◆ Problem to work on ◆
With pictures omitted, output the records below exactly as they appear.

━━━━━ Supplied data

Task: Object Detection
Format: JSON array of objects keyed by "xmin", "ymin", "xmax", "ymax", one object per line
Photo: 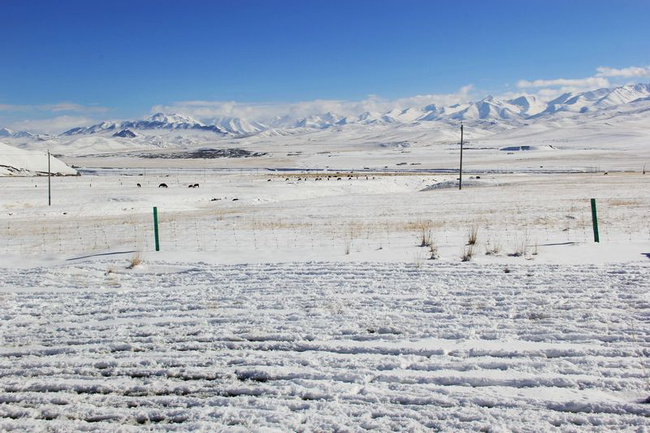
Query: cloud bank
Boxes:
[
  {"xmin": 517, "ymin": 65, "xmax": 650, "ymax": 99},
  {"xmin": 596, "ymin": 66, "xmax": 650, "ymax": 78},
  {"xmin": 151, "ymin": 85, "xmax": 476, "ymax": 124},
  {"xmin": 8, "ymin": 116, "xmax": 98, "ymax": 134},
  {"xmin": 152, "ymin": 66, "xmax": 649, "ymax": 123},
  {"xmin": 1, "ymin": 103, "xmax": 110, "ymax": 133}
]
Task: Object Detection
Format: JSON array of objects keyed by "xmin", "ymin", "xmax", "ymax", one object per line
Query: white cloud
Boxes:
[
  {"xmin": 151, "ymin": 85, "xmax": 476, "ymax": 123},
  {"xmin": 1, "ymin": 102, "xmax": 110, "ymax": 133},
  {"xmin": 596, "ymin": 66, "xmax": 650, "ymax": 78},
  {"xmin": 8, "ymin": 116, "xmax": 96, "ymax": 134},
  {"xmin": 517, "ymin": 77, "xmax": 610, "ymax": 89},
  {"xmin": 39, "ymin": 102, "xmax": 109, "ymax": 113},
  {"xmin": 0, "ymin": 102, "xmax": 109, "ymax": 115},
  {"xmin": 513, "ymin": 65, "xmax": 650, "ymax": 101}
]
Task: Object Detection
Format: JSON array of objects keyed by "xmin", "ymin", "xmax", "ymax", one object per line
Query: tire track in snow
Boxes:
[{"xmin": 0, "ymin": 261, "xmax": 649, "ymax": 431}]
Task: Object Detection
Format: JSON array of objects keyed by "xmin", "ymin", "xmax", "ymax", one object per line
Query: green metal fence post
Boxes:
[
  {"xmin": 590, "ymin": 199, "xmax": 600, "ymax": 243},
  {"xmin": 153, "ymin": 206, "xmax": 160, "ymax": 251}
]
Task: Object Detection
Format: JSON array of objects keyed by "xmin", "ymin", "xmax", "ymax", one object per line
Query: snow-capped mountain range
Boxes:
[
  {"xmin": 2, "ymin": 83, "xmax": 649, "ymax": 140},
  {"xmin": 62, "ymin": 113, "xmax": 227, "ymax": 136}
]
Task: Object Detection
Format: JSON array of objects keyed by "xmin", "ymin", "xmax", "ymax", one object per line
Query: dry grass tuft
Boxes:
[
  {"xmin": 485, "ymin": 237, "xmax": 502, "ymax": 256},
  {"xmin": 429, "ymin": 242, "xmax": 439, "ymax": 260},
  {"xmin": 466, "ymin": 225, "xmax": 479, "ymax": 246},
  {"xmin": 461, "ymin": 245, "xmax": 474, "ymax": 262},
  {"xmin": 420, "ymin": 228, "xmax": 433, "ymax": 248},
  {"xmin": 127, "ymin": 253, "xmax": 142, "ymax": 269},
  {"xmin": 608, "ymin": 199, "xmax": 641, "ymax": 207}
]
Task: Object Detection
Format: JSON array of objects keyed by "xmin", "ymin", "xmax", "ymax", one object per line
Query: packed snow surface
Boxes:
[{"xmin": 1, "ymin": 260, "xmax": 649, "ymax": 431}]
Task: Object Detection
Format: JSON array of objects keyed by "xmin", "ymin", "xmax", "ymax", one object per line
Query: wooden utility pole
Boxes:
[
  {"xmin": 459, "ymin": 124, "xmax": 464, "ymax": 190},
  {"xmin": 47, "ymin": 150, "xmax": 52, "ymax": 206}
]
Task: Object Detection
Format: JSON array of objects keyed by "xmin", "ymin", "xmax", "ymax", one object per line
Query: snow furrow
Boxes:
[{"xmin": 0, "ymin": 261, "xmax": 649, "ymax": 431}]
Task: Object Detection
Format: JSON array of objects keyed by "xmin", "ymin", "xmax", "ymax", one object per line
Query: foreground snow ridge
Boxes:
[{"xmin": 1, "ymin": 260, "xmax": 649, "ymax": 431}]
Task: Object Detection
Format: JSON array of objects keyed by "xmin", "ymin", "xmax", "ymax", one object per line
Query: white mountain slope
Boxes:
[
  {"xmin": 0, "ymin": 141, "xmax": 77, "ymax": 175},
  {"xmin": 594, "ymin": 83, "xmax": 650, "ymax": 107},
  {"xmin": 536, "ymin": 83, "xmax": 650, "ymax": 117},
  {"xmin": 210, "ymin": 117, "xmax": 268, "ymax": 135},
  {"xmin": 295, "ymin": 112, "xmax": 344, "ymax": 129},
  {"xmin": 0, "ymin": 127, "xmax": 35, "ymax": 139}
]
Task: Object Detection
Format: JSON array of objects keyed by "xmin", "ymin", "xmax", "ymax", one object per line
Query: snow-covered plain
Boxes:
[
  {"xmin": 1, "ymin": 111, "xmax": 649, "ymax": 431},
  {"xmin": 1, "ymin": 260, "xmax": 648, "ymax": 431}
]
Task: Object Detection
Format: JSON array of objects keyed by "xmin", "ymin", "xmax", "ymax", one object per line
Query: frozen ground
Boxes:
[
  {"xmin": 0, "ymin": 260, "xmax": 648, "ymax": 431},
  {"xmin": 1, "ymin": 169, "xmax": 648, "ymax": 264},
  {"xmin": 0, "ymin": 132, "xmax": 649, "ymax": 430}
]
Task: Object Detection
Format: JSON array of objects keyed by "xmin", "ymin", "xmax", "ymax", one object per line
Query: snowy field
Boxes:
[
  {"xmin": 1, "ymin": 129, "xmax": 650, "ymax": 431},
  {"xmin": 0, "ymin": 260, "xmax": 648, "ymax": 431}
]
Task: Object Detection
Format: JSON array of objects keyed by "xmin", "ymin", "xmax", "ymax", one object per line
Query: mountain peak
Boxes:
[
  {"xmin": 147, "ymin": 112, "xmax": 203, "ymax": 126},
  {"xmin": 0, "ymin": 127, "xmax": 35, "ymax": 138},
  {"xmin": 113, "ymin": 129, "xmax": 137, "ymax": 138}
]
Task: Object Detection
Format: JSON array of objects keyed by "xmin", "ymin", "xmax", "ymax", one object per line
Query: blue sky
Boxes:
[{"xmin": 1, "ymin": 0, "xmax": 649, "ymax": 132}]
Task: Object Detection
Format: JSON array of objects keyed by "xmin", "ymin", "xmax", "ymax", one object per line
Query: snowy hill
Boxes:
[
  {"xmin": 211, "ymin": 117, "xmax": 268, "ymax": 135},
  {"xmin": 295, "ymin": 112, "xmax": 344, "ymax": 129},
  {"xmin": 508, "ymin": 95, "xmax": 547, "ymax": 116},
  {"xmin": 536, "ymin": 83, "xmax": 650, "ymax": 117},
  {"xmin": 0, "ymin": 141, "xmax": 77, "ymax": 176}
]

━━━━━━━━━━

◆ Result below ◆
Task: Object Detection
Format: JSON array of objects keyed by "xmin", "ymin", "xmax", "ymax", one object per line
Photo: 
Query: cloud bank
Boxes:
[
  {"xmin": 517, "ymin": 65, "xmax": 650, "ymax": 99},
  {"xmin": 596, "ymin": 66, "xmax": 650, "ymax": 78},
  {"xmin": 151, "ymin": 85, "xmax": 476, "ymax": 124},
  {"xmin": 8, "ymin": 116, "xmax": 98, "ymax": 134},
  {"xmin": 152, "ymin": 66, "xmax": 649, "ymax": 123},
  {"xmin": 1, "ymin": 103, "xmax": 110, "ymax": 133}
]
Task: Object Detection
Format: JSON array of objects keyed by "xmin", "ymin", "xmax", "ymax", one object per line
Query: white cloud
Boxes:
[
  {"xmin": 151, "ymin": 85, "xmax": 476, "ymax": 123},
  {"xmin": 1, "ymin": 102, "xmax": 110, "ymax": 133},
  {"xmin": 596, "ymin": 66, "xmax": 650, "ymax": 78},
  {"xmin": 8, "ymin": 116, "xmax": 96, "ymax": 134},
  {"xmin": 517, "ymin": 77, "xmax": 610, "ymax": 89},
  {"xmin": 39, "ymin": 102, "xmax": 109, "ymax": 113},
  {"xmin": 0, "ymin": 102, "xmax": 109, "ymax": 115},
  {"xmin": 513, "ymin": 65, "xmax": 650, "ymax": 101}
]
Task: Object Detection
Format: JSON array of objects keyed by "xmin", "ymin", "xmax", "ymax", one object per line
Query: tire track in snow
Boxes:
[{"xmin": 0, "ymin": 261, "xmax": 649, "ymax": 431}]
Task: Object Detection
Format: JSON array of objects keyed by "xmin", "ymin", "xmax", "ymax", one object per line
Query: green metal fence post
Boxes:
[
  {"xmin": 590, "ymin": 199, "xmax": 600, "ymax": 243},
  {"xmin": 153, "ymin": 206, "xmax": 160, "ymax": 251}
]
Task: Object Detection
Format: JSON array of objects keyed by "xmin", "ymin", "xmax", "ymax", one object per line
Query: snow-capped mountain range
Boxes:
[
  {"xmin": 2, "ymin": 83, "xmax": 649, "ymax": 140},
  {"xmin": 62, "ymin": 113, "xmax": 227, "ymax": 136}
]
Task: Object Detection
Format: JSON array of objects keyed by "xmin", "ymin", "xmax", "ymax", one object per line
Query: dry grass tuft
Boxes:
[
  {"xmin": 485, "ymin": 237, "xmax": 502, "ymax": 256},
  {"xmin": 429, "ymin": 242, "xmax": 439, "ymax": 260},
  {"xmin": 466, "ymin": 225, "xmax": 479, "ymax": 246},
  {"xmin": 461, "ymin": 245, "xmax": 474, "ymax": 262},
  {"xmin": 420, "ymin": 228, "xmax": 433, "ymax": 248},
  {"xmin": 127, "ymin": 253, "xmax": 142, "ymax": 269},
  {"xmin": 608, "ymin": 199, "xmax": 641, "ymax": 207}
]
Task: Object Detection
Format: JSON array of objects keyed by "xmin", "ymin", "xmax", "ymax", one object per line
Query: packed snow surface
Boxes:
[{"xmin": 1, "ymin": 260, "xmax": 649, "ymax": 431}]
Task: Object Detection
Format: JSON array of objects keyed by "xmin", "ymin", "xmax", "ymax", one object per line
Query: wooden utility pole
Boxes:
[
  {"xmin": 459, "ymin": 124, "xmax": 464, "ymax": 190},
  {"xmin": 47, "ymin": 150, "xmax": 52, "ymax": 206}
]
Task: Object Detection
Format: JSON array of objects keyed by "xmin", "ymin", "xmax", "ymax", one object per line
Query: snow furrow
Boxes:
[{"xmin": 0, "ymin": 261, "xmax": 649, "ymax": 431}]
Task: Object Detection
Format: JSON array of objects keyed by "xmin", "ymin", "xmax", "ymax", one object per line
Query: foreground snow ridge
Boxes:
[{"xmin": 1, "ymin": 260, "xmax": 649, "ymax": 431}]
Task: Object Detection
Format: JSON array of objects keyed by "xmin", "ymin", "xmax", "ymax", one object per line
Query: white mountain slope
Boxes:
[
  {"xmin": 0, "ymin": 141, "xmax": 77, "ymax": 175},
  {"xmin": 594, "ymin": 83, "xmax": 650, "ymax": 107},
  {"xmin": 536, "ymin": 83, "xmax": 650, "ymax": 117},
  {"xmin": 210, "ymin": 117, "xmax": 268, "ymax": 135},
  {"xmin": 295, "ymin": 112, "xmax": 344, "ymax": 129},
  {"xmin": 0, "ymin": 127, "xmax": 35, "ymax": 139}
]
Task: Object Detection
Format: JSON array of objects keyed by "xmin", "ymin", "xmax", "ymax", one object per line
Query: snow-covered plain
Boxes:
[
  {"xmin": 1, "ymin": 111, "xmax": 649, "ymax": 431},
  {"xmin": 1, "ymin": 260, "xmax": 648, "ymax": 431}
]
Task: Object Detection
Format: JSON array of objects keyed by "xmin", "ymin", "xmax", "ymax", one object per line
Query: frozen ground
Boxes:
[
  {"xmin": 0, "ymin": 260, "xmax": 648, "ymax": 431},
  {"xmin": 1, "ymin": 169, "xmax": 648, "ymax": 264},
  {"xmin": 0, "ymin": 132, "xmax": 649, "ymax": 430}
]
Task: Object Detection
Format: JSON array of objects keyed by "xmin", "ymin", "xmax", "ymax", one object per line
Query: snowy field
Boxes:
[
  {"xmin": 1, "ymin": 129, "xmax": 650, "ymax": 431},
  {"xmin": 0, "ymin": 260, "xmax": 648, "ymax": 431}
]
Task: Object Detection
Format: JSON array of objects keyed by "xmin", "ymin", "xmax", "ymax", one object per line
Query: mountain peak
Boxes:
[
  {"xmin": 147, "ymin": 112, "xmax": 203, "ymax": 126},
  {"xmin": 0, "ymin": 127, "xmax": 35, "ymax": 138},
  {"xmin": 113, "ymin": 129, "xmax": 137, "ymax": 138}
]
Task: Object Detection
Format: JSON array of objects keyed by "xmin", "ymin", "xmax", "ymax", one object per line
Query: blue sky
Boxes:
[{"xmin": 1, "ymin": 0, "xmax": 649, "ymax": 132}]
Task: Object Detection
Format: JSON array of objects keyed by "xmin", "ymin", "xmax", "ymax", one object per line
Query: snowy hill
Boxes:
[
  {"xmin": 211, "ymin": 117, "xmax": 268, "ymax": 135},
  {"xmin": 295, "ymin": 112, "xmax": 344, "ymax": 129},
  {"xmin": 508, "ymin": 95, "xmax": 547, "ymax": 116},
  {"xmin": 536, "ymin": 83, "xmax": 650, "ymax": 117},
  {"xmin": 0, "ymin": 141, "xmax": 77, "ymax": 176}
]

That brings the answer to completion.